- _GOAL_: Copy out the rows word for word, beginning with the line that contains "Target: iron balcony railing" and continuing through the last line of the rows.

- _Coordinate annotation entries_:

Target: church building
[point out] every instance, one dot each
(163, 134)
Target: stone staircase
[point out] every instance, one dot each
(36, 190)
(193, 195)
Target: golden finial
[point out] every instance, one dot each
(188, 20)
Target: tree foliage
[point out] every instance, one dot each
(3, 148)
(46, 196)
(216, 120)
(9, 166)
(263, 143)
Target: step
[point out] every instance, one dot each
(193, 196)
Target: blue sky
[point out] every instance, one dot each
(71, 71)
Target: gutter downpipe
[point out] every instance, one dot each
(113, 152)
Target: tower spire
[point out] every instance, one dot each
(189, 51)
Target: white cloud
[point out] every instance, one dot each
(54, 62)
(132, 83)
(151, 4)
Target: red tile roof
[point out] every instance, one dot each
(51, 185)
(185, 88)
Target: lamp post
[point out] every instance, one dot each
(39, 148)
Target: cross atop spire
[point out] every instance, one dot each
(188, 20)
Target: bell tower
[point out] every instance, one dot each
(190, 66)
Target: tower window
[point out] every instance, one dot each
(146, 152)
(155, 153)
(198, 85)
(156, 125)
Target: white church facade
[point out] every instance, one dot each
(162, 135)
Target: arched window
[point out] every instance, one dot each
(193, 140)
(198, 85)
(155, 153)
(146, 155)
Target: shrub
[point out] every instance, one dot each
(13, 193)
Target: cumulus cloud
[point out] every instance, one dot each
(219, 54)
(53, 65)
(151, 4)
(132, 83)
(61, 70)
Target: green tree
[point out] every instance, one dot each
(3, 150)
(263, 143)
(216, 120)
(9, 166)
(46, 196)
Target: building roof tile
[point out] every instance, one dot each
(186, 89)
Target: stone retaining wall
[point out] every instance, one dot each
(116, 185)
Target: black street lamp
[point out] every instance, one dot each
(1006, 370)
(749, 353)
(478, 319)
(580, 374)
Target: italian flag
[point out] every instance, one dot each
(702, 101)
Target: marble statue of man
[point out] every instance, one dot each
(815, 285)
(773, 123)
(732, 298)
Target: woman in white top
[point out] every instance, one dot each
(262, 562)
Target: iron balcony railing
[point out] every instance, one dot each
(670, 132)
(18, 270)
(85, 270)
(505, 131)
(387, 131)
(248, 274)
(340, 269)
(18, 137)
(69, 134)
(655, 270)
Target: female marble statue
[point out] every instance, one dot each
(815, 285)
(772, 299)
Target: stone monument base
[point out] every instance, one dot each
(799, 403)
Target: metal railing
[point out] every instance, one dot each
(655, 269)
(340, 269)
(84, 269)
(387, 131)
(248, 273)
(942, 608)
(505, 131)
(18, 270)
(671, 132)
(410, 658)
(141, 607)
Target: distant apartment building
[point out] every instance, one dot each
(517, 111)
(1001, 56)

- _COMPLETED EXERCISE_:
Target: iron balcony railing
[point out] every instance, one dot each
(670, 132)
(18, 270)
(85, 270)
(505, 131)
(387, 131)
(248, 274)
(340, 269)
(18, 137)
(69, 134)
(655, 270)
Target: female marble statue
[point out] every instance, one dot each
(815, 285)
(772, 299)
Target: stone monument base
[point out] every instance, one dot each
(799, 403)
Target: metal railing
[point out] every instance, one dot each
(655, 269)
(340, 269)
(84, 269)
(387, 131)
(248, 273)
(942, 608)
(505, 131)
(18, 270)
(671, 132)
(410, 658)
(141, 607)
Target: distant apartment building
[point out] every instance, one dot each
(517, 111)
(1001, 56)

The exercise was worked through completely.